(Saved data entries)
⁂

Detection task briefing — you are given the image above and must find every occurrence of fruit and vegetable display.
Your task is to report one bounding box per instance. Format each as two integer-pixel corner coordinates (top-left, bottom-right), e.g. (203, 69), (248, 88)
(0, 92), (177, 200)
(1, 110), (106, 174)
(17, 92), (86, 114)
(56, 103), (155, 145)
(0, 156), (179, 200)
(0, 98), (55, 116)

⁂

• [WHAT YOU HAVE TO DO]
Copy the data above in full, character for character.

• [RESULT OF THE EXERCISE]
Detection task briefing — you are given the image above and must find every occurrence of fruit and vegetable display.
Your task is to report one bounding box per instance. Format each as two integer-pixel corner coordinates (top-left, bottom-right), e.g. (203, 69), (248, 88)
(0, 92), (177, 200)
(1, 110), (106, 174)
(17, 92), (86, 114)
(56, 103), (155, 145)
(0, 156), (179, 200)
(0, 98), (55, 116)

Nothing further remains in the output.